Given request: Please pull out every line in the entries below that contains the string "woman". Letter case counts.

┄┄┄┄┄┄┄┄┄┄┄┄┄┄┄┄┄┄┄┄

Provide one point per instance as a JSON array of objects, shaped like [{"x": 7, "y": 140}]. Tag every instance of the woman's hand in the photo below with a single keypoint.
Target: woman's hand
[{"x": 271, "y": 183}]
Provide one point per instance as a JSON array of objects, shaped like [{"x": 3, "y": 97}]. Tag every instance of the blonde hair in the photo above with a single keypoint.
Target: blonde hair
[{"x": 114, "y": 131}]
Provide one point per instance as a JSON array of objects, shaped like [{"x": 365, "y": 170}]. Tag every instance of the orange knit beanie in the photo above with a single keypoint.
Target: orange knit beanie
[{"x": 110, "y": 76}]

┄┄┄┄┄┄┄┄┄┄┄┄┄┄┄┄┄┄┄┄

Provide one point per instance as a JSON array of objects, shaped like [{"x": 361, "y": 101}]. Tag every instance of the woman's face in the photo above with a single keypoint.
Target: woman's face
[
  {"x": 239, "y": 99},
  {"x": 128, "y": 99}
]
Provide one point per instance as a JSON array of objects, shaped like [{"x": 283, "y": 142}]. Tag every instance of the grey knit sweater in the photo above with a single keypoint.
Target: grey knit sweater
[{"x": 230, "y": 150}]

┄┄┄┄┄┄┄┄┄┄┄┄┄┄┄┄┄┄┄┄

Final result:
Provide one point per instance as a JSON array of objects, shaped like [{"x": 7, "y": 140}]. Tag every instance of the woman's hand in the photo below with a single keypoint.
Target: woman's hand
Provide one point per instance as a JSON array of objects, shaped like [{"x": 361, "y": 101}]. Tag every instance of the woman's face in the photo above with a single keypoint.
Target: woman's face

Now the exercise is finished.